Your task →
Convert every line of the data below into a two-column Markdown table headed "Row" and "Line", with a row number beside each line and blank lines skipped. Leave the pictures out.

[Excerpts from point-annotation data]
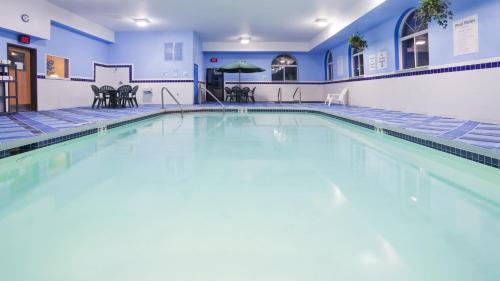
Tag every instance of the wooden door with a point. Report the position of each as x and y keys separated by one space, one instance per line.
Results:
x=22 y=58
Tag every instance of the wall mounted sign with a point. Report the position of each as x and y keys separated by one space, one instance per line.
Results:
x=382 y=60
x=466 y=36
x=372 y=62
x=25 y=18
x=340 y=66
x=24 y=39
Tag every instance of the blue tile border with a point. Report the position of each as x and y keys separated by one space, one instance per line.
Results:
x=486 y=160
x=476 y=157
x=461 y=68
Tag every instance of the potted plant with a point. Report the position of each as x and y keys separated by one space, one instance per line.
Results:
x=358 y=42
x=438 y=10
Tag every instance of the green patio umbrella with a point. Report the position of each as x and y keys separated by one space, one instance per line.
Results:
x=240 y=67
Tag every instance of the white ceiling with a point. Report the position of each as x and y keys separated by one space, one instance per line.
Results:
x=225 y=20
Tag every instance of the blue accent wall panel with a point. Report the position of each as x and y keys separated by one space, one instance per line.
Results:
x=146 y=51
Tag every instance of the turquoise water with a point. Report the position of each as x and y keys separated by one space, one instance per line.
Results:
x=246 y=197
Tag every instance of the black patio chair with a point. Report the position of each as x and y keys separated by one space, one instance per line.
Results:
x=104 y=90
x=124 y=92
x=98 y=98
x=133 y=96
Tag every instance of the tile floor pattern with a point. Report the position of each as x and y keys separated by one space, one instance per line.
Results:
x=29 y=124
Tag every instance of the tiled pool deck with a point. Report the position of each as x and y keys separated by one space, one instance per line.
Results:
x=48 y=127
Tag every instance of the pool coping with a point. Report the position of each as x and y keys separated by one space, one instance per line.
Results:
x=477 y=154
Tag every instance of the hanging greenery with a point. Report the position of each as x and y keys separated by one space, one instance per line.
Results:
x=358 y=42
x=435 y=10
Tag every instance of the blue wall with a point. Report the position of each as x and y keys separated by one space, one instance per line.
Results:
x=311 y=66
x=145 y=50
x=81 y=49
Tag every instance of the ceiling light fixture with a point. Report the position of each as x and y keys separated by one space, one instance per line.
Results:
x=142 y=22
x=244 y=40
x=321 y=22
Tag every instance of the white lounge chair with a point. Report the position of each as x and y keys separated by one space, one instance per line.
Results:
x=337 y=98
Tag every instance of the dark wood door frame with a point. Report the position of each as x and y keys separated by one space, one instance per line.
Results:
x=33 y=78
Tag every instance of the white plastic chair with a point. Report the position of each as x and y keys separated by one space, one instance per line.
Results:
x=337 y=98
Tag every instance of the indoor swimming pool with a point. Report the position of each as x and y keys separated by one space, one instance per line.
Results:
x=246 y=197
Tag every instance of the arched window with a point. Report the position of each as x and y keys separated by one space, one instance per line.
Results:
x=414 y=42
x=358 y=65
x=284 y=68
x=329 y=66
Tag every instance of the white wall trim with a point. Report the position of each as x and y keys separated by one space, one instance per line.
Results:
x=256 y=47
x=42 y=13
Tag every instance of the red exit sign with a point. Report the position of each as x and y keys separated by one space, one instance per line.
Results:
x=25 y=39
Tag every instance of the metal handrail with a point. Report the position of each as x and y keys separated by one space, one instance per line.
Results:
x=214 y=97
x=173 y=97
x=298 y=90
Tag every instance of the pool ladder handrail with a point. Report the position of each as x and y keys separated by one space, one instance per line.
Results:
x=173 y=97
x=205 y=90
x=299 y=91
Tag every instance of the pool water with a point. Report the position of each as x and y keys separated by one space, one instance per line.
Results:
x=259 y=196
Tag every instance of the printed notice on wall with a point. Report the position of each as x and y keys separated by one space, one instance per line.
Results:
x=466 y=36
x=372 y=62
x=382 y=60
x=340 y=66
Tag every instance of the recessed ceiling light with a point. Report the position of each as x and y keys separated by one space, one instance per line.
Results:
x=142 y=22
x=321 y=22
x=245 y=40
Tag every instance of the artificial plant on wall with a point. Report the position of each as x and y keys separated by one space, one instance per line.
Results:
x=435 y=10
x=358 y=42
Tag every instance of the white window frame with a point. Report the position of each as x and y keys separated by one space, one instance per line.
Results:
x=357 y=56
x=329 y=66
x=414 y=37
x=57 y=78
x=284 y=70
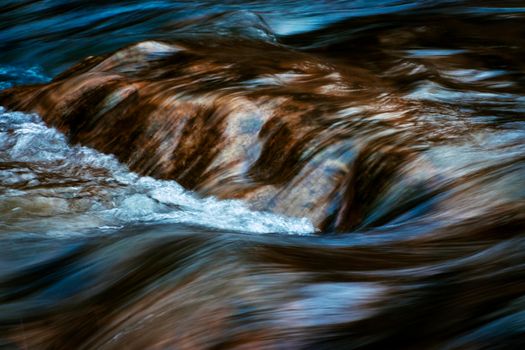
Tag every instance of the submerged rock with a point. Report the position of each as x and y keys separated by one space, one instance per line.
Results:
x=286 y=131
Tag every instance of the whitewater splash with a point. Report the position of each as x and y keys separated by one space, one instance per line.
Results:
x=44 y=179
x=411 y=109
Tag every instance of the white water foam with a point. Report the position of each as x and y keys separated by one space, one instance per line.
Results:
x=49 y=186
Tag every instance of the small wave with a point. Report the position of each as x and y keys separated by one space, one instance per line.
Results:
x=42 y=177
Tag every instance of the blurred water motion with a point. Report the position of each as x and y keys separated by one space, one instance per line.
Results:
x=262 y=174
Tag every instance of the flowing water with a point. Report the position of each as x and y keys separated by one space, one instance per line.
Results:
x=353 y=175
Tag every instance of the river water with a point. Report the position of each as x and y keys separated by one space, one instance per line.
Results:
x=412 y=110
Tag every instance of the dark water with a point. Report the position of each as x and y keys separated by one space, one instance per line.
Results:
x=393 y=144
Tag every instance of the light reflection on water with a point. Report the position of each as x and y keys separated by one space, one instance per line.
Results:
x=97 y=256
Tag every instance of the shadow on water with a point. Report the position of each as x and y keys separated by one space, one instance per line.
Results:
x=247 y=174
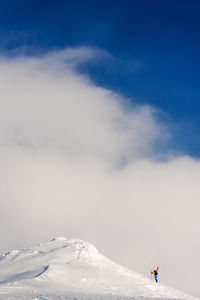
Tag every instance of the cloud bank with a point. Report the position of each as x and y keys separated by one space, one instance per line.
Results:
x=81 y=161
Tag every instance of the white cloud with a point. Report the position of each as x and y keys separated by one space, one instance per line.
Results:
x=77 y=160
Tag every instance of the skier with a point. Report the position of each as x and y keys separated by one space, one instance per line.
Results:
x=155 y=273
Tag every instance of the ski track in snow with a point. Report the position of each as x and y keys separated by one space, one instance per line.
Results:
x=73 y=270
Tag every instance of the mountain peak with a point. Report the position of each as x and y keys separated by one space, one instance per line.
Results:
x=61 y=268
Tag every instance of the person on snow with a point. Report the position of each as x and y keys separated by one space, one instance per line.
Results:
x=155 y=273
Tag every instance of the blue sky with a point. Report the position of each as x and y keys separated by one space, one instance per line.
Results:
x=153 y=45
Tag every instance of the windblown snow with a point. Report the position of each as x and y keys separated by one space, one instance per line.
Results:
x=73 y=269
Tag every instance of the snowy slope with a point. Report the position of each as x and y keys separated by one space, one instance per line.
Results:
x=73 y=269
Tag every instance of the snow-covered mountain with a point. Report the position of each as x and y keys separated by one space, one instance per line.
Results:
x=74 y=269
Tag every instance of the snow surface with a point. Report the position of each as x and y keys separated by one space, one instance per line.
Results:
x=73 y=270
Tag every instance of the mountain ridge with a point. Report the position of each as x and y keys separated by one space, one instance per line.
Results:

Solution for this task →
| Row | Line |
|---|---|
| 1 | Tag every instance of the wooden door with a point. Report the position of each as x and y keys separated by one space, one instance per line. |
| 2 | Results: |
| 3 | x=22 y=58 |
| 4 | Tag every instance of the wall mounted sign with a point. Report the position of each as x and y keys separated by one space, one instance per line. |
| 5 | Results: |
| 6 | x=382 y=60 |
| 7 | x=466 y=36 |
| 8 | x=372 y=62 |
| 9 | x=25 y=18 |
| 10 | x=340 y=66 |
| 11 | x=24 y=39 |
| 12 | Tag every instance of the blue tile border with a point. Report the position of each as x and y keys separated by one space, one instance per line. |
| 13 | Results: |
| 14 | x=486 y=160 |
| 15 | x=476 y=157 |
| 16 | x=461 y=68 |
| 17 | Tag every instance of the potted plant with a point. Report the position of each as x and y keys separated by one space, one instance per line. |
| 18 | Results: |
| 19 | x=358 y=42 |
| 20 | x=438 y=10 |
| 21 | Tag every instance of the green patio umbrella with a point. Report the position of each as x and y keys separated by one space, one instance per line. |
| 22 | Results: |
| 23 | x=240 y=67 |
| 24 | Tag every instance of the white ceiling with a point. Report the position of each as x and y keys separated by one space, one instance per line. |
| 25 | Results: |
| 26 | x=225 y=20 |
| 27 | Tag every instance of the blue accent wall panel with a point. Report the position of each as x and y keys separated by one space, one instance per line. |
| 28 | Results: |
| 29 | x=146 y=51 |
| 30 | Tag every instance of the turquoise water with a point. Report the position of each as x and y keys separated by one space, one instance per line. |
| 31 | Results: |
| 32 | x=246 y=197 |
| 33 | Tag every instance of the black patio chair with a point. Report the position of each as x and y keys separated by one space, one instance per line. |
| 34 | Results: |
| 35 | x=104 y=90 |
| 36 | x=124 y=92 |
| 37 | x=98 y=98 |
| 38 | x=133 y=96 |
| 39 | Tag every instance of the tile floor pattern with a point. Report the position of each as x and y keys separated by one space, one instance per line. |
| 40 | Results: |
| 41 | x=29 y=124 |
| 42 | Tag every instance of the tiled pool deck with a point. Report the position of each as x and y keys separated by one space, one instance per line. |
| 43 | Results: |
| 44 | x=48 y=127 |
| 45 | Tag every instance of the pool coping with a point. Report the position of each as x and y keys separated by one space, one instance per line. |
| 46 | Results: |
| 47 | x=477 y=154 |
| 48 | Tag every instance of the hanging greenery with a point. Report the position of each as x and y keys separated by one space, one instance per line. |
| 49 | Results: |
| 50 | x=358 y=42 |
| 51 | x=435 y=10 |
| 52 | Tag every instance of the blue wall with a point. Report the position of each as x and y keys separated by one space, one instance per line. |
| 53 | Results: |
| 54 | x=311 y=66 |
| 55 | x=145 y=50 |
| 56 | x=81 y=49 |
| 57 | Tag every instance of the ceiling light fixture with a point. Report the position of each as x and y keys separated by one space, one instance per line. |
| 58 | Results: |
| 59 | x=142 y=22 |
| 60 | x=244 y=40 |
| 61 | x=321 y=22 |
| 62 | Tag every instance of the white lounge chair with a point. Report the position of each as x and y keys separated by one space, one instance per line. |
| 63 | Results: |
| 64 | x=337 y=98 |
| 65 | Tag every instance of the dark wood door frame with a point. Report the position of each as x and y keys separated by one space, one instance per line. |
| 66 | Results: |
| 67 | x=33 y=78 |
| 68 | Tag every instance of the white plastic chair with a point. Report the position of each as x and y keys separated by one space, one instance per line. |
| 69 | Results: |
| 70 | x=337 y=98 |
| 71 | Tag every instance of the indoor swimming pool with a point. Report the position of each as x and y keys separated by one space, one instance per line. |
| 72 | Results: |
| 73 | x=246 y=197 |
| 74 | Tag every instance of the arched window with a point. Report the position of each as x and y keys separated by one space, one instance per line. |
| 75 | Results: |
| 76 | x=414 y=42 |
| 77 | x=358 y=65 |
| 78 | x=284 y=68 |
| 79 | x=329 y=66 |
| 80 | Tag every instance of the white wall trim with a point. Report the position of each as x and y keys separated by one space, one instance per line. |
| 81 | Results: |
| 82 | x=256 y=47 |
| 83 | x=42 y=13 |
| 84 | Tag every instance of the red exit sign with a point. Report the position of each as x and y keys separated by one space, one instance per line. |
| 85 | Results: |
| 86 | x=25 y=39 |
| 87 | Tag every instance of the metal handrail with a point. Report the position of each as x and y keys separated by one space, one instance per line. |
| 88 | Results: |
| 89 | x=214 y=97 |
| 90 | x=173 y=97 |
| 91 | x=298 y=90 |
| 92 | Tag every instance of the pool ladder handrail with a point. Report the position of each as x and y keys separated by one space, one instance per line. |
| 93 | Results: |
| 94 | x=173 y=97 |
| 95 | x=205 y=90 |
| 96 | x=299 y=91 |
| 97 | Tag every instance of the pool water with a point. Report the position of each as x and y keys separated by one space, one instance per line. |
| 98 | Results: |
| 99 | x=259 y=196 |
| 100 | Tag every instance of the printed notice on wall with a point. Report the position of each as x and y keys separated by one space, one instance per line. |
| 101 | Results: |
| 102 | x=466 y=36 |
| 103 | x=372 y=62 |
| 104 | x=382 y=60 |
| 105 | x=340 y=66 |
| 106 | Tag every instance of the recessed ceiling light with a point. Report the position of each as x and y keys separated by one space, one instance per line. |
| 107 | Results: |
| 108 | x=142 y=22 |
| 109 | x=321 y=22 |
| 110 | x=245 y=40 |
| 111 | Tag every instance of the artificial plant on wall with a point. Report the position of each as x and y keys separated by one space, one instance per line. |
| 112 | Results: |
| 113 | x=435 y=10 |
| 114 | x=358 y=42 |
| 115 | Tag every instance of the white window frame with a point. Report the position of each as x and y keys separated by one space, one instance per line. |
| 116 | Results: |
| 117 | x=357 y=56 |
| 118 | x=329 y=66 |
| 119 | x=414 y=37 |
| 120 | x=57 y=78 |
| 121 | x=284 y=70 |
| 122 | Tag every instance of the submerged rock with a point. Report the position of each as x and y keys separated by one space, one instance per line. |
| 123 | Results: |
| 124 | x=286 y=131 |
| 125 | Tag every instance of the whitewater splash with a point. Report the position of each as x and y keys separated by one space, one instance per line. |
| 126 | Results: |
| 127 | x=44 y=179 |
| 128 | x=411 y=109 |
| 129 | Tag every instance of the white water foam with a point. Report the position of each as x and y keys separated by one space, one instance per line. |
| 130 | Results: |
| 131 | x=49 y=186 |
| 132 | Tag every instance of the small wave with a point. Report the position of each as x and y keys separated by one space, one instance per line. |
| 133 | Results: |
| 134 | x=42 y=177 |
| 135 | Tag every instance of the blurred water motion with a point. Report the position of each as x and y keys separated by one space, one instance per line. |
| 136 | Results: |
| 137 | x=262 y=174 |
| 138 | Tag every instance of the flowing water with a point. Report the position of each as x and y keys separated by one space, one instance per line. |
| 139 | Results: |
| 140 | x=353 y=175 |
| 141 | Tag every instance of the river water with a point. Report the position of each as x and y keys separated by one space, one instance per line. |
| 142 | Results: |
| 143 | x=412 y=110 |
| 144 | Tag every instance of the dark water with a point. Report the position of each as x and y keys separated by one space, one instance per line. |
| 145 | Results: |
| 146 | x=393 y=144 |
| 147 | Tag every instance of the light reflection on water with a point. Report the position of each as x and y keys separated by one space, one instance per line. |
| 148 | Results: |
| 149 | x=97 y=256 |
| 150 | Tag every instance of the shadow on water with a point. Report the position of each as x and y keys separated by one space, one instance per line. |
| 151 | Results: |
| 152 | x=247 y=174 |
| 153 | Tag every instance of the cloud bank with a point. Report the position of each as x and y keys separated by one space, one instance per line. |
| 154 | Results: |
| 155 | x=81 y=161 |
| 156 | Tag every instance of the white cloud with a point. Report the position of each as x and y keys separated by one space, one instance per line. |
| 157 | Results: |
| 158 | x=77 y=160 |
| 159 | Tag every instance of the skier with a point. Report the position of each as x and y keys separated by one space, one instance per line. |
| 160 | Results: |
| 161 | x=155 y=273 |
| 162 | Tag every instance of the ski track in snow with a point. Report the position of each as x and y keys separated by one space, one instance per line. |
| 163 | Results: |
| 164 | x=73 y=270 |
| 165 | Tag every instance of the mountain peak with a point. Report the position of each as x and y keys separated by one space, one instance per line. |
| 166 | Results: |
| 167 | x=61 y=268 |
| 168 | Tag every instance of the person on snow with a point. Report the position of each as x and y keys separated by one space, one instance per line. |
| 169 | Results: |
| 170 | x=155 y=273 |
| 171 | Tag every instance of the blue sky with a point. Report the position of each as x and y keys separated by one space, one instance per line. |
| 172 | Results: |
| 173 | x=153 y=45 |
| 174 | Tag every instance of the windblown snow with a point. Report the position of each as x and y keys separated by one space, one instance per line. |
| 175 | Results: |
| 176 | x=73 y=269 |
| 177 | Tag every instance of the snowy slope with a point. Report the position of each as x and y keys separated by one space, one instance per line. |
| 178 | Results: |
| 179 | x=73 y=269 |
| 180 | Tag every instance of the snow-covered mountain with a point. Report the position of each as x and y keys separated by one space, one instance per line. |
| 181 | Results: |
| 182 | x=74 y=269 |
| 183 | Tag every instance of the snow surface with a point. Report the position of each as x and y keys separated by one space, one instance per line. |
| 184 | Results: |
| 185 | x=73 y=270 |
| 186 | Tag every instance of the mountain ridge with a point. Report the position of each as x and y keys separated by one space, one instance per line. |
| 187 | Results: |